Le principe de l'Hydro-Salamandre déjà testé en 1923 est simple. Un bouilleur d'eau en acier dont le niveau doit être contrôlé est placé à l'intérieur de la Salamandre. Une circulation d'eau avec une tuyauterie montante et une tuyauterie descendante permet d'alimenter 1 à 4 petits radiateurs et même un petit ballon d'eau chaude à placer au-dessus d'un évier, d'un lavabo ou d'une baignoire.
Ce système présente deux inconvénients :
- Hormis pour les petits logements, la salamandre, même avec le plus grand modèle T.A.M.3 et D.E.C. de 130 kg est insuffisante pour assurer un vrai chauffage central.
- L'alimentation en anthracite ou en bois dans une zone d'habitation (salle à manger, salon etc. ) présente de sérieux inconvénients : poussières de charbon ou de cendres, éloignement du lieu de stockage du combustible, risque de fuite d'eau, faible autonomie....
L'intérêt de la salamandre qui est de remplacer une cheminée intérieure avec un bien meilleur rendement thermique et tout en assurant un aspect esthétique est bien moins évident lorsque la salamandre est utilisée comme chaudière de chauffage central. La campagne publicitaire spécifique pour le chauffage central par la salamandre a un peu de mal à cacher les inconvénients de ce système.
■ Publicités pour le chauffage central par la Salamandre
Publicité signée COURAU montrant que comme pour le coeur du corps humain, la salamandre ne peut faire une bonne distribution que pour 4 radiateurs assimilables aux 4 membres. Cette publicité très légèrement modifiée est parue dans le numéro 132 de La Science et la Vie de juin 1928.

Lignes de données.
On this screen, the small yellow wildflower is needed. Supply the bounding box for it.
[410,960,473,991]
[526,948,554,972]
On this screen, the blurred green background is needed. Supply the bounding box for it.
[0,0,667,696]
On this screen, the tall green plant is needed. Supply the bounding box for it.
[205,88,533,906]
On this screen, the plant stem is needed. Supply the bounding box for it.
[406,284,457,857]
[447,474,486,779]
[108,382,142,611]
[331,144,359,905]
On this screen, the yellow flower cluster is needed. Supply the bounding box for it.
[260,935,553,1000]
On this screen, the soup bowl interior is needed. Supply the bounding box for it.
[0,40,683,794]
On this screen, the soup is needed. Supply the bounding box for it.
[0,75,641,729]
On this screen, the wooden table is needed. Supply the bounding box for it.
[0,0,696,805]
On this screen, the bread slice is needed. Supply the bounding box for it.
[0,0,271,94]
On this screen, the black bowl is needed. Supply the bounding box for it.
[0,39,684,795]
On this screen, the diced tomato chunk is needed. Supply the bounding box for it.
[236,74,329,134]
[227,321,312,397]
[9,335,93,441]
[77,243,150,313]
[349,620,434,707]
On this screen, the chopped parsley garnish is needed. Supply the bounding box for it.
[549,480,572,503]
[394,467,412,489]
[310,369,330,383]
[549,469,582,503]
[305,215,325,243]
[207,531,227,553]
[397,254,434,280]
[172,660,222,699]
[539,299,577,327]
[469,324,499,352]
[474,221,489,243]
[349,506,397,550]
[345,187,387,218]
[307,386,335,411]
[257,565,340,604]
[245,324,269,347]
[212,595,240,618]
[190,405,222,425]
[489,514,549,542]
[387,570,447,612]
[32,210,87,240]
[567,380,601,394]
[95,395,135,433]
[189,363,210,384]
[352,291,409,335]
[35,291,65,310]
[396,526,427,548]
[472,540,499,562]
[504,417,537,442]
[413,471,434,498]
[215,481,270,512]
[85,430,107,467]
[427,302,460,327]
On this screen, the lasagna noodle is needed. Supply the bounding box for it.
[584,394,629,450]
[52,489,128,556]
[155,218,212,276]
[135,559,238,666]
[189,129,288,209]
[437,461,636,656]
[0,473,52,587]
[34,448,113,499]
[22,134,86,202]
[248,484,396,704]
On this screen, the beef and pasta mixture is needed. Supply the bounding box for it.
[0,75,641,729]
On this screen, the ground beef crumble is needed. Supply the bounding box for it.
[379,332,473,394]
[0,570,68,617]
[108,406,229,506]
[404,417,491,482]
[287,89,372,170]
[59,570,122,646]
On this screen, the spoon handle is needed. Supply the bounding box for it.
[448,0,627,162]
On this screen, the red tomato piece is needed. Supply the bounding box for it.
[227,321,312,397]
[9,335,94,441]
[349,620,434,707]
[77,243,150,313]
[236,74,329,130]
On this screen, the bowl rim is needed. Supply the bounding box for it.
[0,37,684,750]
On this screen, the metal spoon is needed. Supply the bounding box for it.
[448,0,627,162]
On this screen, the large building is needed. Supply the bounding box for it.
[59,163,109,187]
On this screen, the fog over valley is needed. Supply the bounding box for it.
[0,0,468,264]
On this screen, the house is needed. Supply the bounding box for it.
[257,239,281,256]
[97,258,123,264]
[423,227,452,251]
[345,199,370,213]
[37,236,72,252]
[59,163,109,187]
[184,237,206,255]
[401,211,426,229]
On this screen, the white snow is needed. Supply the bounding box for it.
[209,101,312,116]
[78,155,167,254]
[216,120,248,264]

* * *

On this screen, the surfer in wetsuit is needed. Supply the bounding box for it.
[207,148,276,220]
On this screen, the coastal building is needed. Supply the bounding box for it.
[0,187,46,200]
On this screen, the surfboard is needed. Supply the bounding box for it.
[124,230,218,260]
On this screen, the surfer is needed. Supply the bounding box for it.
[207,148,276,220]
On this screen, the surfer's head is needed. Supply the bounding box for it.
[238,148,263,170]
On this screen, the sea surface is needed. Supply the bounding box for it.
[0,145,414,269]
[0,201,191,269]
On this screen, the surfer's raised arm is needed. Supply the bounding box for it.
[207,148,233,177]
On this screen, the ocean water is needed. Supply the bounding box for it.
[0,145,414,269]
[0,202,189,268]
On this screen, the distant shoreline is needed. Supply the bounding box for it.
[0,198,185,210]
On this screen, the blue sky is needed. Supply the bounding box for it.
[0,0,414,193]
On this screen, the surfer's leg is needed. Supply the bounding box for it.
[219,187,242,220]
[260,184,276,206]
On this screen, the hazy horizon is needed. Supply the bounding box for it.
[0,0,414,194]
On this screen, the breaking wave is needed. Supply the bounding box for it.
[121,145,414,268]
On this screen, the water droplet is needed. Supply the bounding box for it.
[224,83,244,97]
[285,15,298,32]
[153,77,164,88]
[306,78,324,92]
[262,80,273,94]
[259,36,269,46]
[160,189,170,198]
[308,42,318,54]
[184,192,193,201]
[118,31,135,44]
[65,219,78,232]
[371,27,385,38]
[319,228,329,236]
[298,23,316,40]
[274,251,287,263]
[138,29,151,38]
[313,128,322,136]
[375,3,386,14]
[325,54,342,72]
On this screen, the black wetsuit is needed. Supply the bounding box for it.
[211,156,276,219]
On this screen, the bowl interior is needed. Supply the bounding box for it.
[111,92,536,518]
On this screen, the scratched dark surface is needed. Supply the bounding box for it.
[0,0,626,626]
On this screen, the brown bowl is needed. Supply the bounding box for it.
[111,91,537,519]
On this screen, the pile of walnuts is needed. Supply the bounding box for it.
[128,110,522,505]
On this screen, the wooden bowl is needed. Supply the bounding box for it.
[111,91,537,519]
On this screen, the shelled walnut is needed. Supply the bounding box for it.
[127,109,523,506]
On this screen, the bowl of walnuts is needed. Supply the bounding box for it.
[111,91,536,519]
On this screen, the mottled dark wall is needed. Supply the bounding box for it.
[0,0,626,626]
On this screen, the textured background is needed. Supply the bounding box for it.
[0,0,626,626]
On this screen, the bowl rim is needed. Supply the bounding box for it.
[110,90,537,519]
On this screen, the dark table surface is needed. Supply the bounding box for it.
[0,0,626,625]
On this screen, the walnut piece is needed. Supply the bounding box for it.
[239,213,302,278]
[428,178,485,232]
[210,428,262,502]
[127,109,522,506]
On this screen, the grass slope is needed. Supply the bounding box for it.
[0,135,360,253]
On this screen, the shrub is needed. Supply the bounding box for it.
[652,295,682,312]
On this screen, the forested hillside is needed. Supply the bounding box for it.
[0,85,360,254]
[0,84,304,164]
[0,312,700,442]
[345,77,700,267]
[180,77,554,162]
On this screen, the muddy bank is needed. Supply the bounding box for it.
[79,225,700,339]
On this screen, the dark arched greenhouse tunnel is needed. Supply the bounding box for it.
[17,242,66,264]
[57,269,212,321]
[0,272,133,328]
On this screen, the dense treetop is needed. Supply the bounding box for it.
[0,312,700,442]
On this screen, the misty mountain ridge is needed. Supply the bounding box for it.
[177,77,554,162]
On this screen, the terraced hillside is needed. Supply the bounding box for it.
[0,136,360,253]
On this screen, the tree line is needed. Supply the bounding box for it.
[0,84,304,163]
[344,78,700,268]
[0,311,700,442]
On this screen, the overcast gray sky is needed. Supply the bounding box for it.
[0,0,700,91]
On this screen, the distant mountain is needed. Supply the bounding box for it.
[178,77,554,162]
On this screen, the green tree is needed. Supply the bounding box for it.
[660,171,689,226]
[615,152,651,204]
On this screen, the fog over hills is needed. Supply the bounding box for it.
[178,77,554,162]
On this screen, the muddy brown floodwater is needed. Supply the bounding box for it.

Consigne A.
Dans l'article sur l'Hydro-Salamandre, relevez tous les inconvénients cités pour l'alimentation en anthracite ou en bois dans une zone d'habitation.
Consigne B.
Rédigez la suite de l'article sur l'Hydro-Salamandre à partir de sa dernière phrase.

Réponse A.
- poussières de charbon ou de cendres
- éloignement du lieu de stockage du combustible
- risque de fuite d'eau
- faible autonomie

Réponse B.
Publicité montrant un intérieur tout à fait à la mode Art déco de 1925. La salamandre représentée est un modèle T.A.M.2. Les tuyaux sont apparents et débouchent dans la cheminée, ce qui est loin d'être esthétique. De plus une des propriétés de la Salamandre, d'être mobile même en fonctionnement grâce à la poignée recouverte de porcelaine, disparaît avec ce système.
Sur ce dessin faisant partie de la notice explicative du chauffage central par la Salamandre, on voit encore mieux l'aspect inesthétique de la tuyauterie. De plus le point bas étant en général la Salamandre elle-même, le robinet de vidange se trouve au niveau du plancher. On peut imaginer la vidange d'eaux sales et pleines de rouille au milieu du salon ou de la salle à manger !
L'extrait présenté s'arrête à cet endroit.